**PROBLEM TO WORK ON**. Every line from the one containing "shaft shown in this photo." down to the last line of the listing below should be restated exactly, and nothing else.

== Segment start ==

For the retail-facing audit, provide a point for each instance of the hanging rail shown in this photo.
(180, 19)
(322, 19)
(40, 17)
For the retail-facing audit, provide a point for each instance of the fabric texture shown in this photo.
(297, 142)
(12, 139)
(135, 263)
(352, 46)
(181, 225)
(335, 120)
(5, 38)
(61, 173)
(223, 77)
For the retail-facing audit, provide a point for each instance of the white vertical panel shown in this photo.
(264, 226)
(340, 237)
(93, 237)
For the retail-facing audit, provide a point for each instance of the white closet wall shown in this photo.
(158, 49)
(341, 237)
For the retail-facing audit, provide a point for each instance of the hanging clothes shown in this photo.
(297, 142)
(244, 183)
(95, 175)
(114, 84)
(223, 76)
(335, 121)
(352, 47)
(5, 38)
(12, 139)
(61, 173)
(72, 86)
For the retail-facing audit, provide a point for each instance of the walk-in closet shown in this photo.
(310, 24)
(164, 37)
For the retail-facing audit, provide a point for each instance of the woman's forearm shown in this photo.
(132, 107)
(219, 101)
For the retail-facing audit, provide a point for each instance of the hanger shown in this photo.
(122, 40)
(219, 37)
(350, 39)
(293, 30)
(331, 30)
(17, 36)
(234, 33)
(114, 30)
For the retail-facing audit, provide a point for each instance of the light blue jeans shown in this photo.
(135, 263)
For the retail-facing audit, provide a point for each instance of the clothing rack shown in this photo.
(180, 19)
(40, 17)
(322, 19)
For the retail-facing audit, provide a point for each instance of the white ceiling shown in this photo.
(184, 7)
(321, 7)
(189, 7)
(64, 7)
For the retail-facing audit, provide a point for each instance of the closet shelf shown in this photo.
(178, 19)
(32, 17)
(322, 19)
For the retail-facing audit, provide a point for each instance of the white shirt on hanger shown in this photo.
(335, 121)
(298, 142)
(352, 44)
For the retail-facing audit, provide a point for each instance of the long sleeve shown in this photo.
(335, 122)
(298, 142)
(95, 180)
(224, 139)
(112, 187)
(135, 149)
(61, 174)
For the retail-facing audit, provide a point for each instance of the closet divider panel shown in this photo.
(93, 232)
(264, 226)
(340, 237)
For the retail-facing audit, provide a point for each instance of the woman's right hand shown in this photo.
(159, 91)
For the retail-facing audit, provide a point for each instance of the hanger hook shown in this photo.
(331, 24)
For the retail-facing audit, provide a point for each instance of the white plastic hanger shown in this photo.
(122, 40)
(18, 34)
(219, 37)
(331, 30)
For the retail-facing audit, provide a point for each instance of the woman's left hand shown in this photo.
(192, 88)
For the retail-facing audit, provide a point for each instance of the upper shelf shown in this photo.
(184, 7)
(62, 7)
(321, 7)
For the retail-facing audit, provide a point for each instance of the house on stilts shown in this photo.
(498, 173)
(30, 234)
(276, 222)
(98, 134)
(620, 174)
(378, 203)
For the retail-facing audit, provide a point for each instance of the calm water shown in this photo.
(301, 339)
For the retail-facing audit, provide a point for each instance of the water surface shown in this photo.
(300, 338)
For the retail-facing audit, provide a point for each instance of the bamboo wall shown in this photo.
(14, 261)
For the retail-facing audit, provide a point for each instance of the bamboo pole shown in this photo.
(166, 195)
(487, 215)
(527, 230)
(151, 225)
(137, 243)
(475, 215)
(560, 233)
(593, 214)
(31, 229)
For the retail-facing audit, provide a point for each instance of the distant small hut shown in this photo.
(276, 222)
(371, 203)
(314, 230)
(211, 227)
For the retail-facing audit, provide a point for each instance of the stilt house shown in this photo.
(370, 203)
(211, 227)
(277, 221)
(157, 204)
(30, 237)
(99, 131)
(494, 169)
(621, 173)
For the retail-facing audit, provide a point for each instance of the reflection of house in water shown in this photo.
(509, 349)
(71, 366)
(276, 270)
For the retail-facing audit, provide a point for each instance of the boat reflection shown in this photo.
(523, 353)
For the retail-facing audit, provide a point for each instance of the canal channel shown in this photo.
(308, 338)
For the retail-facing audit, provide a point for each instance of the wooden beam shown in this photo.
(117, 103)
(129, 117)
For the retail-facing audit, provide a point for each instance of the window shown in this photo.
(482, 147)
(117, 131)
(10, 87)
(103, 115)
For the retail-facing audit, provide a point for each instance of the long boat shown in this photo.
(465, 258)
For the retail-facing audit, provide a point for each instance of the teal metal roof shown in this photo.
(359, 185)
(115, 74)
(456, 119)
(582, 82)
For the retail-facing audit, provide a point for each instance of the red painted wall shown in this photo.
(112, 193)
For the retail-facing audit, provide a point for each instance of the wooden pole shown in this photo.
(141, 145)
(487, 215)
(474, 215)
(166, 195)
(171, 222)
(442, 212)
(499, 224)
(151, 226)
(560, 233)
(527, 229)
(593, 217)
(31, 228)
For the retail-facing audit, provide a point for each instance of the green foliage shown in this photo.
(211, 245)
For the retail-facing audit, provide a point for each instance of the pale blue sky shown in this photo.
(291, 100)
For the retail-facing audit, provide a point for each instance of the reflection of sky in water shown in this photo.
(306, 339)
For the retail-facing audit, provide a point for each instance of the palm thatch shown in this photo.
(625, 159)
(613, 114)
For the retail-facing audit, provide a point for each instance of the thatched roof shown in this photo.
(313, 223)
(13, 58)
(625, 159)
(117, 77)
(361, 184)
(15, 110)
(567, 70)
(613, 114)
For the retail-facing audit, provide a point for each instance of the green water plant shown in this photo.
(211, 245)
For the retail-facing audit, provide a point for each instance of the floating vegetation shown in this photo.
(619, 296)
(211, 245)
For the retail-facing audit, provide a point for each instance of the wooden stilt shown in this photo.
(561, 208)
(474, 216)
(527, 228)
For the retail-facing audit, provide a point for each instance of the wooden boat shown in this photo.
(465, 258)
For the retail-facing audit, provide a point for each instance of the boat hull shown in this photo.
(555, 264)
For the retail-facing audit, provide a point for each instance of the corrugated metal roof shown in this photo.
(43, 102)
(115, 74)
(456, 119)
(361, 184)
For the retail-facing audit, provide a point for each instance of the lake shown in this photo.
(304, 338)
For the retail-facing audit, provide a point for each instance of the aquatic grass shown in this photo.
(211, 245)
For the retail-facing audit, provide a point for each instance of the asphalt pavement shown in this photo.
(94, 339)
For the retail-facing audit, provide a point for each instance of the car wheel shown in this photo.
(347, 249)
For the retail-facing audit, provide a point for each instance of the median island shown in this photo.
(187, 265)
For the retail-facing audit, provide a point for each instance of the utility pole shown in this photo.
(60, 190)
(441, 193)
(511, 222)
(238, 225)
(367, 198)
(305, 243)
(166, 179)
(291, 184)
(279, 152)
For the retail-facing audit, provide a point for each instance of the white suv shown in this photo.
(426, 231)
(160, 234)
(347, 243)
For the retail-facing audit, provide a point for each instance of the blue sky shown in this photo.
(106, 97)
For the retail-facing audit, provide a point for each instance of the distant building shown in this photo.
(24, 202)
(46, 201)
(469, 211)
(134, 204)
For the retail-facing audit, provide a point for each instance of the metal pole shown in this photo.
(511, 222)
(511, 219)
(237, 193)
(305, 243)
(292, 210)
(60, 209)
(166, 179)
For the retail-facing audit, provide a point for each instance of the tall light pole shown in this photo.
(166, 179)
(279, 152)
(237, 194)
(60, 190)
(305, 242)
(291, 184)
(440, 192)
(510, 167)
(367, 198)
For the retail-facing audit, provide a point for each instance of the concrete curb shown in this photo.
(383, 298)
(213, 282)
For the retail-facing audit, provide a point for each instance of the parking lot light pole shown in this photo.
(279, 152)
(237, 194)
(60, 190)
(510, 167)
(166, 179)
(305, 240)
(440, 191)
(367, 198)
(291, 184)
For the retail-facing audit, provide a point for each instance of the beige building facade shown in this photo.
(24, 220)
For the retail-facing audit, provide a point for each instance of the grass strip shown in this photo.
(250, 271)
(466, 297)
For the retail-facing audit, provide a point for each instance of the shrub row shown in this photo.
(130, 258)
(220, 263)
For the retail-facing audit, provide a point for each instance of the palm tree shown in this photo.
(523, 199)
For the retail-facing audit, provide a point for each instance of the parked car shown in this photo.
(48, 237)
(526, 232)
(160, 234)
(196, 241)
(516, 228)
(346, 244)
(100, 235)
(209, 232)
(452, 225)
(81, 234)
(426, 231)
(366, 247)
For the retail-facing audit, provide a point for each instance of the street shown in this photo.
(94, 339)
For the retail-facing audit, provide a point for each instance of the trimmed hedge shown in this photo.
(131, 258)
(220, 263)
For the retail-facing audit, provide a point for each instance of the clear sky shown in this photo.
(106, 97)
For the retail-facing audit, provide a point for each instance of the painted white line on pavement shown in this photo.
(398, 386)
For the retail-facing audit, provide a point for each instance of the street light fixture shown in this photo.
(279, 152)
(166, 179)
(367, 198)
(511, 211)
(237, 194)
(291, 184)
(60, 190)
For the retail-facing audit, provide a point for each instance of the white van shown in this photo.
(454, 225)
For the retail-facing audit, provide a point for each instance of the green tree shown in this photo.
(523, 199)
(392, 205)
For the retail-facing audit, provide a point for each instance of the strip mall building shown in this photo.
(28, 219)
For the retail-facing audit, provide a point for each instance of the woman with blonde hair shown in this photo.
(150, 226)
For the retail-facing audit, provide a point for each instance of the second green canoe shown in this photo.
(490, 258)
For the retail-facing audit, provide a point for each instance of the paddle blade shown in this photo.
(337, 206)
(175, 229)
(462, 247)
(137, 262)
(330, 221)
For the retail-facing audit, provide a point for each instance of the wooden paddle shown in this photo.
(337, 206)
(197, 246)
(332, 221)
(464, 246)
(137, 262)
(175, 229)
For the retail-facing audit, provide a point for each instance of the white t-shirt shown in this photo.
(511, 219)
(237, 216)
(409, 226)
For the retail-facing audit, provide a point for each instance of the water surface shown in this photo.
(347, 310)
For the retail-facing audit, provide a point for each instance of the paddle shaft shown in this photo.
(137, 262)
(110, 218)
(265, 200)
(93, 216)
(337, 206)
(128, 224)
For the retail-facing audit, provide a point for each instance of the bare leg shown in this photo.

== Segment end ==

**COMPLETED TASK**.
For the retail-facing audit, provide a point for each instance of the paddle shaft shown in this photo.
(137, 262)
(110, 218)
(265, 200)
(93, 216)
(337, 206)
(128, 224)
For the retail-facing audit, provide a point for each instance of the bare leg shown in this photo.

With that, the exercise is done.